[A portion of a data file]
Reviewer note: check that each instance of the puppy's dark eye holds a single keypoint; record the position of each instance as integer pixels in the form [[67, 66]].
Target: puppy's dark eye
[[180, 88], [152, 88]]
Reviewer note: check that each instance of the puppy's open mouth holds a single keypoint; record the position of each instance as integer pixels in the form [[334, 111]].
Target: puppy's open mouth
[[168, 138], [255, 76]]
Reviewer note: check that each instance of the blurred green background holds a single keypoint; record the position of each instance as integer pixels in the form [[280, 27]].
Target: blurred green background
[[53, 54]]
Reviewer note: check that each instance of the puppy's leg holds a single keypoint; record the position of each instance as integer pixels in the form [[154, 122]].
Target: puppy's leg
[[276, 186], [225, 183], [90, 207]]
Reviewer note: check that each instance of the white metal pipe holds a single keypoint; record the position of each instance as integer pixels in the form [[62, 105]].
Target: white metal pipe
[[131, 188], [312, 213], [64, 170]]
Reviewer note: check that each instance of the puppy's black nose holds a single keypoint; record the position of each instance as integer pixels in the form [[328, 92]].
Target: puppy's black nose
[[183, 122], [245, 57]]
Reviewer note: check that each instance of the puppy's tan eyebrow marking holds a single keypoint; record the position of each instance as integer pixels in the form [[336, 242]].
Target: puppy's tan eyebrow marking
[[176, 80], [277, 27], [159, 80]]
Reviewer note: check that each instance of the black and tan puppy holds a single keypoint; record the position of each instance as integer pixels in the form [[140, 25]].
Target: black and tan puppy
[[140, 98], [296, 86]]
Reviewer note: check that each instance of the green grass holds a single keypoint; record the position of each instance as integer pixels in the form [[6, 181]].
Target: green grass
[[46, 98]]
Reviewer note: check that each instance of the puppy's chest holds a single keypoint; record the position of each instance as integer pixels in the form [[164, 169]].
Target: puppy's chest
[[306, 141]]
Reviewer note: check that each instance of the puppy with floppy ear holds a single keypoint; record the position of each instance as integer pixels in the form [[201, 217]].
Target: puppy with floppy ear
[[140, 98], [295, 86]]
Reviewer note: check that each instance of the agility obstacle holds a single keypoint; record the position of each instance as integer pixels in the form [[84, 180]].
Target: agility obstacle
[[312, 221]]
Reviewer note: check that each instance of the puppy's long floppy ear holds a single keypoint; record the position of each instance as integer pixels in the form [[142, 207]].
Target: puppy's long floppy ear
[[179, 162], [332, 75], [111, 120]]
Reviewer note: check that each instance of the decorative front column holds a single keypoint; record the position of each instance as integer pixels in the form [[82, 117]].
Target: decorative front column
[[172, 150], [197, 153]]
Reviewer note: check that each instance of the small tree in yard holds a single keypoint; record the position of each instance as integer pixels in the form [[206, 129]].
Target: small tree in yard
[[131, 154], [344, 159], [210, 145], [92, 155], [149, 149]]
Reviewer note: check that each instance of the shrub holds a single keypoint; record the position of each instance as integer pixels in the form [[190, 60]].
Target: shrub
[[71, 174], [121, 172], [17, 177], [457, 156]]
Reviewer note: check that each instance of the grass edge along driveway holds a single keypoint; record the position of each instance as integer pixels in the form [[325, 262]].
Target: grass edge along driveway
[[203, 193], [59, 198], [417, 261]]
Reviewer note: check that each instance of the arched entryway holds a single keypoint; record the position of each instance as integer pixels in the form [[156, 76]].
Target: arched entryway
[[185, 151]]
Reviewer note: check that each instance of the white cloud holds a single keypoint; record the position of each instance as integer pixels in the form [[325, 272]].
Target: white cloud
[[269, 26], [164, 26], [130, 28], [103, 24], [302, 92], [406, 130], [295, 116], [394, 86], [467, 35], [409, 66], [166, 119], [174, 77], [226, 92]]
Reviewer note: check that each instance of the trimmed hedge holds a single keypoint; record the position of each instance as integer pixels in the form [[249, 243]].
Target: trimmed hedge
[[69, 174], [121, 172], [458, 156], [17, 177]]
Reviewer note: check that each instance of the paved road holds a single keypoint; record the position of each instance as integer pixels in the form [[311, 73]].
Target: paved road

**Stated problem**
Reproduce all of the material above line for line, with no changes.

**Finished answer**
Reviewer note: check that each instance of the puppy's dark eye holds a single keypoint; record the position of each instance as integer pixels in the form [[67, 66]].
Target: puppy's dark eye
[[180, 88], [152, 88]]
Reviewer note: check that each instance of the puppy's open mouth holds a single keypoint; record the position of each instance as integer pixels in the form [[334, 111]].
Target: puppy's open mouth
[[168, 138], [255, 76]]
Reviewer note: check that each instance of the blurred green background holds a single keypoint; record the position of each instance as integer pixels in the form [[280, 27]].
Target: blurred green background
[[53, 54]]
Reviewer note: check that each instance of the puppy's leg holds a single keypoint; record the position of each instance as integer pixels in the form [[154, 122]].
Target: puppy's leg
[[276, 186], [225, 183], [90, 207]]
Reviewer note: check that each instance of the white metal pipe holds a single keypoint; record the position of each instance as integer pixels in the form [[62, 105]].
Target: white metal pipe
[[131, 188], [312, 213], [64, 170]]
Reviewer note: check that each instance of the puppy's black nose holds a single keypoint; record the position of each instance as integer pixels in the form [[328, 92]].
Target: puppy's black nose
[[183, 122], [245, 57]]
Reviewer note: check that each instance of the puppy's tan eyebrow marking holds a single keypoint; record the position of each instance as integer pixels in the form [[336, 242]].
Target: puppy's tan eyebrow marking
[[176, 80], [277, 27], [159, 80]]
Reviewer note: check that each instance of the black and tan puppy holds a single keypoint; record the position of each instance as integer pixels in the form [[140, 25]].
Target: black and tan puppy
[[140, 98], [296, 86]]
Reviewer note: check that each instance of the green grass holds a single keypoint; record the position of each instance as integer pixels in the form [[6, 181]].
Target: green grass
[[46, 98]]
Reviewer note: check that each instance of the puppy's chest holds a single keypoint; record the position of each instance as integer pixels in the form [[164, 169]].
Target: puppy's chest
[[306, 141]]
Reviewer note: check that each instance of the puppy with floppy ear holds a single keypoint; record the position of each instance as integer pixels in the form [[201, 217]].
Target: puppy with floppy ear
[[140, 98], [295, 86]]
Reviewer note: check that each instance of the agility obstacle holds a single keypoint; record the position of each instance as integer pixels in the form [[84, 180]].
Target: agility obstacle
[[312, 221]]
Reviewer note: check that each instance of the puppy's long floppy ear holds a single keypoint; record the position of each instance as integer pixels in the form [[142, 207]].
Target: puppy's long floppy ear
[[179, 162], [332, 75], [111, 120]]
Reviewer note: check that each instance of the decorative front column holds a single keypoint; record the position of each instance as integer pixels in the form [[82, 117]].
Target: decorative front column
[[172, 150], [197, 153]]
Reviewer note: check that each instance of the small tree in yard holds a single keypoint; record the position of each instance as integer pixels in the form [[206, 129]].
Target: small tree in yard
[[131, 154], [344, 159], [210, 145], [92, 155], [149, 149]]
Reviewer note: check that each instance of the shrub holds a single keypoint; record the position of each instance as integer pixels in the form [[190, 60]].
Target: shrub
[[71, 174], [121, 172], [17, 177], [457, 156]]
Reviewer note: check that each instance of the grass edge along driveway holds a single keypoint; record the position of each instance as integer pixels in the form [[325, 262]].
Target: grass edge along driveway
[[203, 193], [59, 198], [417, 261]]
Reviewer note: check that each instance of the arched entryway holds a single keypoint; record the position of each instance as integer pixels in the form [[156, 76]].
Target: arched entryway
[[185, 151]]
Reviewer note: check that each instance of the white cloud holds a single keypoint; record the position of each instance as integer pixels in the form [[325, 272]].
Target: white cloud
[[269, 26], [164, 26], [130, 28], [103, 24], [302, 92], [406, 130], [295, 116], [394, 86], [467, 35], [409, 66], [166, 119], [174, 77], [226, 92]]
Reviewer note: check that each instance of the trimmed hedge holds a single keypoint; record the position of each instance as integer pixels in the form [[249, 243]].
Target: trimmed hedge
[[69, 174], [121, 172], [458, 156], [17, 177]]
Reviewer note: check that each instance of the paved road holds a single keypoint; record the position of each instance as integer pixels in the form [[311, 73]].
Target: paved road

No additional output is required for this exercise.